Passage given ->
- - - - -

I suggest that you>first< think about *tightening up* your place including efficient appliances . . . . .and then lets talk about a system.


----------



## mightybooboo (Feb 10, 2004)

I got hit with a 1200 nat gas bill when they were estimating.Never again,I pay 200 month minimum on my gas in winter now.And use a lot less gas too!


----------



## Blu3duk (Jun 2, 2002)

A few years back our co-op had us read our own meters, and i did, everything was fine and dandy then the meter quit, the reading i took was the same for 3 months, and they came and replaced the meter..... i was not charged for the electric i used though i should have been back billed for a couple months after the new meter was installed..... some REA's are better than others..... though ours went into the propane business cost the members nearly 2 million dollars in equipment, and then they fuggered out the by0laws prohibited them from being in compettition with electric so instead of changing the by-laws they sold the propane business to one of the board members for $200,000.00 yep a 90% loss..... and no lawsuit evoled fron it cause it was all done by the attorney for the co-op ......

anyhow

the OP has the option to bring suit against the co-op for failure to preform on a contract, if the company man read "ZERO" and it was stated upon the bill as "ZERO" useage then you owe nothing for those months, however if the contract originally signed said you have to pay a minimum then such is so, for the privledge of being hooked into the grid, if the bill said it was estimated and you paid a small fee, then you are at the mercy of the co-op for paying on the contract..... it falls under the uniform commercial code and admiralty law which since 1938 in the several states united has replaced common law along with common sense. Like a couple others mentioned try making arragements to pay off the bill $100 at a time or whatever you can do over that....

William


----------

- - - - -

Provided records ->
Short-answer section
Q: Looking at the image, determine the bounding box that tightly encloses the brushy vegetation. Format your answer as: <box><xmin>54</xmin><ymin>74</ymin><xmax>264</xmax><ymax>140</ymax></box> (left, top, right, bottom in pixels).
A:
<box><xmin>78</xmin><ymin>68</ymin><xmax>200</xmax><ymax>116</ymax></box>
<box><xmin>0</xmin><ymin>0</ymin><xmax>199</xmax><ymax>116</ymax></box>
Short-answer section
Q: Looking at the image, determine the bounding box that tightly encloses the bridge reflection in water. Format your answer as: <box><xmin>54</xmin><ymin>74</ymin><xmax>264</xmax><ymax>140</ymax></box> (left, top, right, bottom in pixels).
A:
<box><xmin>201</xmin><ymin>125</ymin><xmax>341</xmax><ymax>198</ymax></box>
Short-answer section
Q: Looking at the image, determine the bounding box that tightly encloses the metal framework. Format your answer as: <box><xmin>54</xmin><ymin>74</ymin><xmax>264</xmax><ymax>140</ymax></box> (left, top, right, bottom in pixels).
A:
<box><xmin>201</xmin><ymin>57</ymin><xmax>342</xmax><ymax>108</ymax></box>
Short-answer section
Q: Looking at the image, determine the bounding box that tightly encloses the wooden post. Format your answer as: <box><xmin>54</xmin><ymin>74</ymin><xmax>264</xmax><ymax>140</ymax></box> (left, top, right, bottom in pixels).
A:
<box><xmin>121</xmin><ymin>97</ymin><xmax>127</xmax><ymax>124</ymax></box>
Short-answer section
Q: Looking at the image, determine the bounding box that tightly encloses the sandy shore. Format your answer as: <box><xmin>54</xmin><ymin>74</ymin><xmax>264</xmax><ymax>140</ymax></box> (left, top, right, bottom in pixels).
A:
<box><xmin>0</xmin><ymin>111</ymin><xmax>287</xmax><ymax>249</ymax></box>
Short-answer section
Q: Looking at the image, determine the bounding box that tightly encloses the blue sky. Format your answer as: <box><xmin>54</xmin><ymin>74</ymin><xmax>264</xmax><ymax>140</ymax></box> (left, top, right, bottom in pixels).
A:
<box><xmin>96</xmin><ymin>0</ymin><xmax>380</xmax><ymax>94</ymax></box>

- - - - -

What you should do -> In the forum thread on utility billing, to whom and for what price did the co-op sell its propane business?

Exercise solution -> The co-op sold its propane business to one of its board members for $200,000.00.